(Records excerpted from a collection)
━━━━━━━━━━━━━━━━━━━━
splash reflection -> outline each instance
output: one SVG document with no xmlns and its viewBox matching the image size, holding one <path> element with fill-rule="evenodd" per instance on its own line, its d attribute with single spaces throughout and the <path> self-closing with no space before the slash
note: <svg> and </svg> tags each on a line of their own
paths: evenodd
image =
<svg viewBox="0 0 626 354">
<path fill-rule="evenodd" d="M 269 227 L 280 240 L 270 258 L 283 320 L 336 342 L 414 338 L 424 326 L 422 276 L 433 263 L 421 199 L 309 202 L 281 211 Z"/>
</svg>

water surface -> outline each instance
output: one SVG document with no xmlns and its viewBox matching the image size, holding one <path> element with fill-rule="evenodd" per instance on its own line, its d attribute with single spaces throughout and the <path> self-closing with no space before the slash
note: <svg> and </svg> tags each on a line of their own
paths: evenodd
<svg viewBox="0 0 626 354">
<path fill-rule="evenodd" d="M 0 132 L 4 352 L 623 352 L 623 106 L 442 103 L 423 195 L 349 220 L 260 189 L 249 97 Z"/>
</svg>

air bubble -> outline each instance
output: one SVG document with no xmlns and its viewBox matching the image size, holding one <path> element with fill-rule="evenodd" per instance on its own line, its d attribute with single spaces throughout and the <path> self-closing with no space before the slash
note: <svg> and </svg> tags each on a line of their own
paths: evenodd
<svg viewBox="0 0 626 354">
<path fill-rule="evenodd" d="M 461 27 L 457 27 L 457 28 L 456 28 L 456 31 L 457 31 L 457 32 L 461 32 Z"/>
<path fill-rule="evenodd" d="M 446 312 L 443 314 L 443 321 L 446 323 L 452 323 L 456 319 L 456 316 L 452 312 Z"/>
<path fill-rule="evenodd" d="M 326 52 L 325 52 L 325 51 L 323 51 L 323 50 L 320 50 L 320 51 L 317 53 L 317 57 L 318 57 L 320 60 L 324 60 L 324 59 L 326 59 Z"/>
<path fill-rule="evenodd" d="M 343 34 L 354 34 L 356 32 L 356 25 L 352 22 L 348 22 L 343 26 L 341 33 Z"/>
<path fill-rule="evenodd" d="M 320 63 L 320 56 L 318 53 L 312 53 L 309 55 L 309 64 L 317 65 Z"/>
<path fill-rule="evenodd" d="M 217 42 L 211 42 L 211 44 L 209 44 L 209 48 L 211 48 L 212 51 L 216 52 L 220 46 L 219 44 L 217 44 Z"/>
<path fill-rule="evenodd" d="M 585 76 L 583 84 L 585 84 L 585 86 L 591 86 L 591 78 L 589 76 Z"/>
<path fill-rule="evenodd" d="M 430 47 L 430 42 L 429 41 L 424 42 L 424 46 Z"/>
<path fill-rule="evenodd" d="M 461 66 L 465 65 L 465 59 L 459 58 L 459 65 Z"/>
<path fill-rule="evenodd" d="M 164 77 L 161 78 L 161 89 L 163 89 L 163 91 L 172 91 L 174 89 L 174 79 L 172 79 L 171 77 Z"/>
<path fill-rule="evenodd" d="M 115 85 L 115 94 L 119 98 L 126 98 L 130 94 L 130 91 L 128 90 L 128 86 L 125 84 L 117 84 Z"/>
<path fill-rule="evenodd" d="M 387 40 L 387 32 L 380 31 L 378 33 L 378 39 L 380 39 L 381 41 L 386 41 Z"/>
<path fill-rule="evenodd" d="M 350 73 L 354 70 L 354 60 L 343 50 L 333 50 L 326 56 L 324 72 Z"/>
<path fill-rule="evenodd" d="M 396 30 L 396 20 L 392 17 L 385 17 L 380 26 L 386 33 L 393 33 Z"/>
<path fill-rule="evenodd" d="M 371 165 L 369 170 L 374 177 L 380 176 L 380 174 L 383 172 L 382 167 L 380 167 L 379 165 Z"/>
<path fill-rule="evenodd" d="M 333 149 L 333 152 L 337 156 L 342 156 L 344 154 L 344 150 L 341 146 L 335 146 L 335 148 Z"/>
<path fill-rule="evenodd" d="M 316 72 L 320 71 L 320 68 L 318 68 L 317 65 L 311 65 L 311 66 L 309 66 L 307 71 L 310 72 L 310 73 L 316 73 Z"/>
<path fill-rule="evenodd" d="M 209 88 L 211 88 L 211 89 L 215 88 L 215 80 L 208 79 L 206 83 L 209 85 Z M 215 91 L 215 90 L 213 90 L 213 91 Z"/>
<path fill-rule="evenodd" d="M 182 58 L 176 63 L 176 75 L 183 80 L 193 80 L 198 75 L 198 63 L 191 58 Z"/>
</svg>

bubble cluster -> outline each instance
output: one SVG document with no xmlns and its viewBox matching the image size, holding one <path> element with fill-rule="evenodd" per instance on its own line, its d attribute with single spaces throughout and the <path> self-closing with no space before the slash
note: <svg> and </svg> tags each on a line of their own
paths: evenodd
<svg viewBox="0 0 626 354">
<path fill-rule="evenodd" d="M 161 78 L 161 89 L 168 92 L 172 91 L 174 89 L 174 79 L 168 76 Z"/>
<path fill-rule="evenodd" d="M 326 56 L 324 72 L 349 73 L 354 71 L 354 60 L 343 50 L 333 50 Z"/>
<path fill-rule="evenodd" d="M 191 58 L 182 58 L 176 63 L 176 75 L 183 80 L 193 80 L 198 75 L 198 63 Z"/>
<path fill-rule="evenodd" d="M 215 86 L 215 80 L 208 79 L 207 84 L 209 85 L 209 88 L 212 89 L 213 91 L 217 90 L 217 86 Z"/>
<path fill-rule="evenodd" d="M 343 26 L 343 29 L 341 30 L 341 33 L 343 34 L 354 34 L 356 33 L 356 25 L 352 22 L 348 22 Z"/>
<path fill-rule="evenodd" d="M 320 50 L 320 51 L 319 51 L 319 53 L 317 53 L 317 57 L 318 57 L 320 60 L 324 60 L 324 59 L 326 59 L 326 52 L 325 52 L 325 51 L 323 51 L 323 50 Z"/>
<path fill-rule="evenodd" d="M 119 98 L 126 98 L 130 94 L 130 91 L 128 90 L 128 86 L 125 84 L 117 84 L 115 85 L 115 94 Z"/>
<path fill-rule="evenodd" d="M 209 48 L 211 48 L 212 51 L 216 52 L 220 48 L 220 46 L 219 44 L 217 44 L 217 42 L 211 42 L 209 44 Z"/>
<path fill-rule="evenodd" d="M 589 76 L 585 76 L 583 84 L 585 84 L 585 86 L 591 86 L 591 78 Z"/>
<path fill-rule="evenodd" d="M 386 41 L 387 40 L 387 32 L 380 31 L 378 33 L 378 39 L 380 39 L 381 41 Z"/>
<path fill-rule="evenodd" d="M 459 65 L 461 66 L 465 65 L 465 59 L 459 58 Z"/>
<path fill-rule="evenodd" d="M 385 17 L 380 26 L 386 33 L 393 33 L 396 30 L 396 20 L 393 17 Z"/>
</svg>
━━━━━━━━━━━━━━━━━━━━
ASSIGNED TASK = Print out the records exactly as they were entered.

THE COMPLETED TASK =
splash reflection -> outline each instance
output: one SVG document with no xmlns and its viewBox matching the image size, holding one <path> element with fill-rule="evenodd" per instance on its own line, its d attribute with single spaces throughout and the <path> self-closing with no space before the slash
note: <svg> and </svg> tags each on a line of their own
paths: evenodd
image =
<svg viewBox="0 0 626 354">
<path fill-rule="evenodd" d="M 269 227 L 280 240 L 270 258 L 283 320 L 336 342 L 414 338 L 424 326 L 422 276 L 433 263 L 421 199 L 309 202 L 281 211 Z"/>
</svg>

water surface -> outline each instance
output: one SVG document with no xmlns and its viewBox matching the image size, holding one <path> element with fill-rule="evenodd" per instance on its own line, its d attribute with single spaces throughout and the <path> self-closing with no space before the slash
note: <svg> and </svg> tags each on a line of their own
paths: evenodd
<svg viewBox="0 0 626 354">
<path fill-rule="evenodd" d="M 0 132 L 4 352 L 623 352 L 623 106 L 442 103 L 423 195 L 349 220 L 260 189 L 249 97 Z"/>
</svg>

air bubble -> outline each instance
output: one SVG document with no xmlns and its viewBox matching the image size, holding one <path> element with fill-rule="evenodd" per instance on its own line, its d attribute with single spaces throughout and the <path> self-closing with no space before the slash
note: <svg> and </svg> tags each on a line of their own
paths: evenodd
<svg viewBox="0 0 626 354">
<path fill-rule="evenodd" d="M 461 27 L 457 27 L 457 28 L 456 28 L 456 31 L 457 31 L 457 32 L 461 32 Z"/>
<path fill-rule="evenodd" d="M 446 312 L 443 314 L 443 321 L 446 323 L 452 323 L 456 319 L 456 316 L 452 312 Z"/>
<path fill-rule="evenodd" d="M 326 52 L 325 52 L 325 51 L 323 51 L 323 50 L 320 50 L 320 51 L 317 53 L 317 57 L 318 57 L 320 60 L 324 60 L 324 59 L 326 59 Z"/>
<path fill-rule="evenodd" d="M 343 34 L 354 34 L 356 32 L 356 25 L 352 22 L 348 22 L 343 26 L 341 33 Z"/>
<path fill-rule="evenodd" d="M 320 63 L 320 56 L 318 53 L 312 53 L 309 55 L 309 64 L 317 65 Z"/>
<path fill-rule="evenodd" d="M 217 42 L 211 42 L 211 44 L 209 44 L 209 48 L 211 48 L 212 51 L 216 52 L 220 46 L 219 44 L 217 44 Z"/>
<path fill-rule="evenodd" d="M 585 76 L 583 84 L 585 84 L 585 86 L 591 86 L 591 78 L 589 76 Z"/>
<path fill-rule="evenodd" d="M 430 47 L 430 42 L 429 41 L 424 42 L 424 46 Z"/>
<path fill-rule="evenodd" d="M 461 66 L 465 65 L 465 59 L 459 58 L 459 65 Z"/>
<path fill-rule="evenodd" d="M 164 77 L 161 78 L 161 89 L 163 89 L 163 91 L 172 91 L 174 89 L 174 79 L 172 79 L 171 77 Z"/>
<path fill-rule="evenodd" d="M 115 85 L 115 94 L 119 98 L 126 98 L 130 94 L 130 91 L 128 90 L 128 86 L 125 84 L 117 84 Z"/>
<path fill-rule="evenodd" d="M 387 40 L 387 32 L 380 31 L 378 33 L 378 39 L 380 39 L 381 41 L 386 41 Z"/>
<path fill-rule="evenodd" d="M 350 73 L 354 70 L 354 60 L 343 50 L 333 50 L 326 56 L 324 72 Z"/>
<path fill-rule="evenodd" d="M 396 30 L 396 20 L 392 17 L 385 17 L 380 26 L 386 33 L 393 33 Z"/>
<path fill-rule="evenodd" d="M 371 165 L 369 170 L 374 177 L 380 176 L 380 174 L 383 172 L 382 167 L 380 167 L 379 165 Z"/>
<path fill-rule="evenodd" d="M 333 149 L 333 152 L 337 156 L 342 156 L 344 154 L 344 150 L 341 146 L 335 146 L 335 148 Z"/>
<path fill-rule="evenodd" d="M 316 72 L 320 71 L 320 68 L 318 68 L 317 65 L 311 65 L 311 66 L 309 66 L 307 71 L 310 72 L 310 73 L 316 73 Z"/>
<path fill-rule="evenodd" d="M 209 88 L 211 88 L 211 89 L 215 88 L 215 80 L 208 79 L 206 83 L 209 85 Z M 215 91 L 215 90 L 213 90 L 213 91 Z"/>
<path fill-rule="evenodd" d="M 182 58 L 176 63 L 176 75 L 183 80 L 193 80 L 198 75 L 198 63 L 191 58 Z"/>
</svg>

bubble cluster -> outline each instance
output: one SVG document with no xmlns and its viewBox matching the image size, holding one <path> element with fill-rule="evenodd" per instance on its own line, its d attribute with single spaces throughout and the <path> self-closing with no space before the slash
note: <svg> and </svg> tags each on a line of their own
paths: evenodd
<svg viewBox="0 0 626 354">
<path fill-rule="evenodd" d="M 161 78 L 161 89 L 168 92 L 172 91 L 174 89 L 174 79 L 168 76 Z"/>
<path fill-rule="evenodd" d="M 326 56 L 324 72 L 349 73 L 354 71 L 354 60 L 343 50 L 333 50 Z"/>
<path fill-rule="evenodd" d="M 191 58 L 182 58 L 176 63 L 176 75 L 183 80 L 193 80 L 198 75 L 198 63 Z"/>
<path fill-rule="evenodd" d="M 215 86 L 215 80 L 208 79 L 207 84 L 209 85 L 209 88 L 212 89 L 213 91 L 217 90 L 217 86 Z"/>
<path fill-rule="evenodd" d="M 343 26 L 343 29 L 341 30 L 341 33 L 343 34 L 354 34 L 356 33 L 356 25 L 352 22 L 348 22 Z"/>
<path fill-rule="evenodd" d="M 320 50 L 320 51 L 319 51 L 319 53 L 317 53 L 317 57 L 318 57 L 320 60 L 324 60 L 324 59 L 326 59 L 326 52 L 325 52 L 325 51 L 323 51 L 323 50 Z"/>
<path fill-rule="evenodd" d="M 119 98 L 126 98 L 130 94 L 130 91 L 128 90 L 128 86 L 125 84 L 117 84 L 115 85 L 115 94 Z"/>
<path fill-rule="evenodd" d="M 209 48 L 211 48 L 212 51 L 216 52 L 220 48 L 220 46 L 219 44 L 217 44 L 217 42 L 211 42 L 209 44 Z"/>
<path fill-rule="evenodd" d="M 589 76 L 585 76 L 583 84 L 585 84 L 585 86 L 591 86 L 591 78 Z"/>
<path fill-rule="evenodd" d="M 386 41 L 387 40 L 387 32 L 380 31 L 378 33 L 378 39 L 380 39 L 381 41 Z"/>
<path fill-rule="evenodd" d="M 459 65 L 461 66 L 465 65 L 465 59 L 459 58 Z"/>
<path fill-rule="evenodd" d="M 385 17 L 380 26 L 386 33 L 393 33 L 396 30 L 396 20 L 393 17 Z"/>
</svg>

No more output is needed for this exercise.